● THE REQUEST:
Copy word for word the part of the listing below that opens with the line containing "Spot each snow-capped" and runs through the end of the listing.

_ _ _

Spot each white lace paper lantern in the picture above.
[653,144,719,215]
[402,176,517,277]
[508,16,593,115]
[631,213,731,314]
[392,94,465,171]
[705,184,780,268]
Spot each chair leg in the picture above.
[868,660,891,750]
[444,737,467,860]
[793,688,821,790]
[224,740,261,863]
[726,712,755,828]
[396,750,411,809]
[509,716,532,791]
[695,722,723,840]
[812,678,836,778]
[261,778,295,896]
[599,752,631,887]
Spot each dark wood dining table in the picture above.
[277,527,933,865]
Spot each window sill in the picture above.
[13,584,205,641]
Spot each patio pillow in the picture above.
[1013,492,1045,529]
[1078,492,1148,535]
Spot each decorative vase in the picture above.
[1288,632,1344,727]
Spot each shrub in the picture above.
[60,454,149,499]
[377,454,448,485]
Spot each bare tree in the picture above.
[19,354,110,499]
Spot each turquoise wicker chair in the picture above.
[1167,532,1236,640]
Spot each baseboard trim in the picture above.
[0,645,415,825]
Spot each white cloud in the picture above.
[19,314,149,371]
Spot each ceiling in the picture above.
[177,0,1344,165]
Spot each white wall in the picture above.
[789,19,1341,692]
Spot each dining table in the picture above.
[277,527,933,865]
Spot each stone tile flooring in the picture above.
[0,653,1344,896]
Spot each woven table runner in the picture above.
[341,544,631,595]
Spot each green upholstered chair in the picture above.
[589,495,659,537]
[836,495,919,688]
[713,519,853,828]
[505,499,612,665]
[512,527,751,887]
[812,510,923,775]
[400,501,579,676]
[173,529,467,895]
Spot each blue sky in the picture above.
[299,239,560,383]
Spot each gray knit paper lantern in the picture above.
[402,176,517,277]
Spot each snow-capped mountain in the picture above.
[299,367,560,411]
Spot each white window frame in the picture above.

_ _ _

● WRITTEN SOLUTION:
Spot each snow-capped mountain in the picture above.
[299,367,560,411]
Spot each white window frame in the picture above.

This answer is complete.